### TASK INPUT

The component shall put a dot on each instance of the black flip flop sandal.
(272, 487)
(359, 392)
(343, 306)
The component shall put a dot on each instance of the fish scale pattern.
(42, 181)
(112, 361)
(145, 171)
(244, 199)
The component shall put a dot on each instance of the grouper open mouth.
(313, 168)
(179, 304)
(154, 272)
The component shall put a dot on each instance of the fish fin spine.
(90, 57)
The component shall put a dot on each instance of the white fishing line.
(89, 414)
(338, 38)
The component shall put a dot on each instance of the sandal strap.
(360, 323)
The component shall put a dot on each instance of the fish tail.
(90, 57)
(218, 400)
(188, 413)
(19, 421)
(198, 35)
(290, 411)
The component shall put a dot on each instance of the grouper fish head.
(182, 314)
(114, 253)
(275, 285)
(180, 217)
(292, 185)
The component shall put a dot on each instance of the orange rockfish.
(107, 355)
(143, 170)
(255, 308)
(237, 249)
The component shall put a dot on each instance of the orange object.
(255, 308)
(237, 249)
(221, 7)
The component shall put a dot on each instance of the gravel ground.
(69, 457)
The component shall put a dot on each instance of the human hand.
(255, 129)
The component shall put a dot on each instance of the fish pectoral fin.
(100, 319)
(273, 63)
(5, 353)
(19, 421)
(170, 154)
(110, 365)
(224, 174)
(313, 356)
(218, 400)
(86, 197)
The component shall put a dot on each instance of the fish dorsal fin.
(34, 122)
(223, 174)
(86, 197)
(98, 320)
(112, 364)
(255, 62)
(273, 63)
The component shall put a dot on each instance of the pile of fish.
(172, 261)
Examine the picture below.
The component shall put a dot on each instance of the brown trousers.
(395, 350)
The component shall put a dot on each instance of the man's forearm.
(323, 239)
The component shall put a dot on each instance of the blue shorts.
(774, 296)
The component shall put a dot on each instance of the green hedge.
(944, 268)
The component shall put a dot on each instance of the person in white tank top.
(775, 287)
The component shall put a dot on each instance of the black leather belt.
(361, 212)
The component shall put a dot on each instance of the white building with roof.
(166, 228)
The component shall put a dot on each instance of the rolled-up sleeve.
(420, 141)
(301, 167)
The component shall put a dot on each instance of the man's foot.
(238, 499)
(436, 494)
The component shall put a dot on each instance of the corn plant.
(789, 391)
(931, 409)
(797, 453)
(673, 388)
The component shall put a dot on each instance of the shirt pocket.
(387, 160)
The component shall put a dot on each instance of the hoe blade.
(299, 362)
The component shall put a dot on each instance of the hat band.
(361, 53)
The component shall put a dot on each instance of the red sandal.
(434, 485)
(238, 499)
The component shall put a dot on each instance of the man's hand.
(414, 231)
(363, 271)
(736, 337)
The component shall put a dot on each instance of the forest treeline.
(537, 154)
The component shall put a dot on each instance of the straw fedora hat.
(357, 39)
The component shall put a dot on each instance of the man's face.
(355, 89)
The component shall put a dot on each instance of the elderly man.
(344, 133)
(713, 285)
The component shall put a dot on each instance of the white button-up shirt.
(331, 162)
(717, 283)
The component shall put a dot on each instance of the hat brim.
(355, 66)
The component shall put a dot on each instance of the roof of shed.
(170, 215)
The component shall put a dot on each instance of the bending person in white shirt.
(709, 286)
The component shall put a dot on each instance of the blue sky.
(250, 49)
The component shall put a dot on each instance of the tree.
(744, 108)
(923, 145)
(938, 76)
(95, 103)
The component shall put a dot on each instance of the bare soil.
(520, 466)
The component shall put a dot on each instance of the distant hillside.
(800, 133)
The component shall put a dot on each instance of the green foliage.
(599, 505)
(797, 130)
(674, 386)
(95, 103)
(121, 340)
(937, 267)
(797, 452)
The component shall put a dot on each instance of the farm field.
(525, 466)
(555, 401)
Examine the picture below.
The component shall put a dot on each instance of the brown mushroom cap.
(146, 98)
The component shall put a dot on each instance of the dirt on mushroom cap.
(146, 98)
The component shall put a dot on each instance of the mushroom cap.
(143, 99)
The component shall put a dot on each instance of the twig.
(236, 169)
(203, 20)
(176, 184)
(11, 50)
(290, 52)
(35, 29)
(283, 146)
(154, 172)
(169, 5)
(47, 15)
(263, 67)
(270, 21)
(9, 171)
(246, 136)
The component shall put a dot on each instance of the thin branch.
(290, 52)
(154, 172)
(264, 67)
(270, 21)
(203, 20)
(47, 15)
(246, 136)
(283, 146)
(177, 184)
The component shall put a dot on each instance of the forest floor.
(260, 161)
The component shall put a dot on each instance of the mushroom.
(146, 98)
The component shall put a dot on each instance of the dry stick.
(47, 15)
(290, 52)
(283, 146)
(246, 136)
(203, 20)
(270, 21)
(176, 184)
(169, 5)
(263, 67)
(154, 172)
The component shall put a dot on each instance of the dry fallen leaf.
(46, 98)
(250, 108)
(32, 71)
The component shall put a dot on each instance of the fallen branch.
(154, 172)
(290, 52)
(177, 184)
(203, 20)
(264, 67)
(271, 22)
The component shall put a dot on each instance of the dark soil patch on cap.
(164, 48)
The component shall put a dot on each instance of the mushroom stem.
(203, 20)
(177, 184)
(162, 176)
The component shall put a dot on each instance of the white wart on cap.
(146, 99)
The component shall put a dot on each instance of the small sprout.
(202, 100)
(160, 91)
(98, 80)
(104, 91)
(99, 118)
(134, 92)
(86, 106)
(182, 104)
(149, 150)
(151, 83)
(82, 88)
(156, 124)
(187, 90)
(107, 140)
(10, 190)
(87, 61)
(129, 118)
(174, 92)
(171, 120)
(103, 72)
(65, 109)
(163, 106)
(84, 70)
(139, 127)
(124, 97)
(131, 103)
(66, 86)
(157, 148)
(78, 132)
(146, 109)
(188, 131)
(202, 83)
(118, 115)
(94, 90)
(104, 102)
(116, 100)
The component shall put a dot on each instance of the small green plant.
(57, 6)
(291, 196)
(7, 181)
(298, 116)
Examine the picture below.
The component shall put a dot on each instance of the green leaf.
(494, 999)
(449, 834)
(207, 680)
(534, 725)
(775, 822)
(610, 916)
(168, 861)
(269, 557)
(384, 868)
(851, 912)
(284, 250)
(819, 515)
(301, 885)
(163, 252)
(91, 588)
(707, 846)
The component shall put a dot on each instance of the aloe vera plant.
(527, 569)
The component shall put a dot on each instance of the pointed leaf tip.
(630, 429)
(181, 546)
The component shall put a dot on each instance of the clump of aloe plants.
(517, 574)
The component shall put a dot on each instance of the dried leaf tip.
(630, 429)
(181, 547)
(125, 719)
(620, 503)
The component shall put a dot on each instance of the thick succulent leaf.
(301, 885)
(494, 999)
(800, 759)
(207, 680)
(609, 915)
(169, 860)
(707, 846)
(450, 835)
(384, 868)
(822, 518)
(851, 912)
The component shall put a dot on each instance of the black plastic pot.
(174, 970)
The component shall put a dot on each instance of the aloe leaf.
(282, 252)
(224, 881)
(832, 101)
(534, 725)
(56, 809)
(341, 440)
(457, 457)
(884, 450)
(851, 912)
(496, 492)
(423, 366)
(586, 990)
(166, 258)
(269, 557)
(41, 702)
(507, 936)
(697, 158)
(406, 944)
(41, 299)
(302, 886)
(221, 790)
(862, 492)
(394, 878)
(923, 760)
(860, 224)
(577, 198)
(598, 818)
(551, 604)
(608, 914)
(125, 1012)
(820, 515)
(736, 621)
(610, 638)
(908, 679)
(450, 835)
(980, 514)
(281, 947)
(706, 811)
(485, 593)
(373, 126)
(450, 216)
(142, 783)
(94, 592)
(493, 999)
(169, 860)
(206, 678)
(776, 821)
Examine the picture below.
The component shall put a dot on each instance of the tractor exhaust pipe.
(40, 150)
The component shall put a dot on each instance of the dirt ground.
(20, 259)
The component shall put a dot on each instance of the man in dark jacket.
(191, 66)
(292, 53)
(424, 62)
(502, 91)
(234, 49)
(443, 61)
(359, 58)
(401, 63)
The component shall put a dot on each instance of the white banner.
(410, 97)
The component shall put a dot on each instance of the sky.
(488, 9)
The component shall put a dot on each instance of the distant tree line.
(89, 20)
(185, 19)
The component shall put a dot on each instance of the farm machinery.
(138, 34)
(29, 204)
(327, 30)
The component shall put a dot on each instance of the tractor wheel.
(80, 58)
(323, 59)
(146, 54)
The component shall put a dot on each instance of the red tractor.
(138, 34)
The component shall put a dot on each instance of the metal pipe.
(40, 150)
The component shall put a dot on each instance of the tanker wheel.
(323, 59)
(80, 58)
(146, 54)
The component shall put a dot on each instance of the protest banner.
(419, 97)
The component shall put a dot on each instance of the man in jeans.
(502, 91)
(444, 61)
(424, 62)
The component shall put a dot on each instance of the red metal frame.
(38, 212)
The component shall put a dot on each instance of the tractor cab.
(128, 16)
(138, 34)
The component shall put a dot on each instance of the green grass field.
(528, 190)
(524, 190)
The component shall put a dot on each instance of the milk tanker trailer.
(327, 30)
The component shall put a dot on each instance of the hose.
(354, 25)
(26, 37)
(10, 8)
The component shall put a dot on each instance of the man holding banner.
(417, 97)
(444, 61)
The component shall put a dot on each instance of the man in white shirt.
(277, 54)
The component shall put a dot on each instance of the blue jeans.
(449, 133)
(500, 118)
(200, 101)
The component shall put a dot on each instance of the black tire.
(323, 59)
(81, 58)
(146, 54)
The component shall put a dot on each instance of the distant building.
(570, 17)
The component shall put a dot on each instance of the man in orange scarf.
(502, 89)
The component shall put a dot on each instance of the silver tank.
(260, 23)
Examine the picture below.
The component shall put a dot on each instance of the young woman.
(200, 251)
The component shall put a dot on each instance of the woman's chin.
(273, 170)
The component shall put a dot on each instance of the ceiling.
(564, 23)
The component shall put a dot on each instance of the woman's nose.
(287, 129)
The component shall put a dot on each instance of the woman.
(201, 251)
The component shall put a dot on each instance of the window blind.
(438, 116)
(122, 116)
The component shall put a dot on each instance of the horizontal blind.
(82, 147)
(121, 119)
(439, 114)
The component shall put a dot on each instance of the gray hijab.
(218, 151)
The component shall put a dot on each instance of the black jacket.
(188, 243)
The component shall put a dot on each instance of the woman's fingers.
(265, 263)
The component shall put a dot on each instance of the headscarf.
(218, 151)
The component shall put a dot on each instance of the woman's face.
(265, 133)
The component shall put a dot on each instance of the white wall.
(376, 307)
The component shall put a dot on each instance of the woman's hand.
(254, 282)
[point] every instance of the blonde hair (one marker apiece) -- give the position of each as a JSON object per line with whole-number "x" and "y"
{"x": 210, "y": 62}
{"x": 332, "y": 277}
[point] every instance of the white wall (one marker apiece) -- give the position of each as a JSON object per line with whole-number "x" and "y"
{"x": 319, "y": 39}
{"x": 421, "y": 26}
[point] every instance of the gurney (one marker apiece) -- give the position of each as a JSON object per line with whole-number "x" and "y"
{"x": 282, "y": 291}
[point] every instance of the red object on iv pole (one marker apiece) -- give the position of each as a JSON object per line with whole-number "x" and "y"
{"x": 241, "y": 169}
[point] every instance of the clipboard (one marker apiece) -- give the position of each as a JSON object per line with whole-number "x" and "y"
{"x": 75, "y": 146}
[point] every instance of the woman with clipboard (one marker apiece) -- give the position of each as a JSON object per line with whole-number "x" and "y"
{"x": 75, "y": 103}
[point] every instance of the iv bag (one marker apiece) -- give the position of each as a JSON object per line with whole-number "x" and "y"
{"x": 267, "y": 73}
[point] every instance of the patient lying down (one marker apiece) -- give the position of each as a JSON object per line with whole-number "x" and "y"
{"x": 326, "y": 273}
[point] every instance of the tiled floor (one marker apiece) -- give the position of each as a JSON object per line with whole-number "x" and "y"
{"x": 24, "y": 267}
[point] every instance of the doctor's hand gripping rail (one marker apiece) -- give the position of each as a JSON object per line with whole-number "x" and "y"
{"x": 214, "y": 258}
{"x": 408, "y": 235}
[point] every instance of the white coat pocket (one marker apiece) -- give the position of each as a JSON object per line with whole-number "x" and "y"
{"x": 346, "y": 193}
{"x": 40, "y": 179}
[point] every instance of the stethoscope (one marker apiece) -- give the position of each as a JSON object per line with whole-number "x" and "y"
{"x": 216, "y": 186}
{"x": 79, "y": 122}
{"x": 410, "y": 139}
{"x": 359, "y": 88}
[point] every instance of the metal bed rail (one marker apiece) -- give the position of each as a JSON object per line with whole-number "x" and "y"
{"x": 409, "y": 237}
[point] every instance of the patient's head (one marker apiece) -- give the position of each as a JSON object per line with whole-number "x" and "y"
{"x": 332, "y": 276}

######

EXERCISE BRIEF>
Nothing but the lines from the line with "[point] every instance of the patient lying" to the last line of the listing above should appear; please retype them exactly, both ends included.

TASK RESPONSE>
[point] every instance of the patient lying down (one marker apiece) -- give the position of each as a JSON object per line with whole-number "x" and "y"
{"x": 326, "y": 273}
[point] every instance of the tiled floor (one marker apiece) -- give the position of each as a JSON object per line with whole-number "x" and "y"
{"x": 24, "y": 267}
[point] every instance of the doctor's hand gripping rail (one marker apiece) -- give the position of each as a JSON object per line with whole-number "x" and "y"
{"x": 214, "y": 258}
{"x": 408, "y": 235}
[point] every instance of the white coat pocket (one marker apiece) -- give the position of each as a JSON object per line with whole-number "x" and "y"
{"x": 346, "y": 193}
{"x": 40, "y": 179}
[point] every instance of the stethoscope (one marker apiece) -- give the position of each as a JSON object per line with whole-number "x" and "y"
{"x": 216, "y": 186}
{"x": 79, "y": 122}
{"x": 410, "y": 139}
{"x": 359, "y": 88}
[point] every instance of the metal bed rail (one marker apiece) -- give the position of each as a JSON object per line with whole-number "x" and "y"
{"x": 409, "y": 237}
[point] every instance of the patient's head (one marker apiece) -- give the position of each as a JSON object per line with whole-number "x" and "y"
{"x": 332, "y": 276}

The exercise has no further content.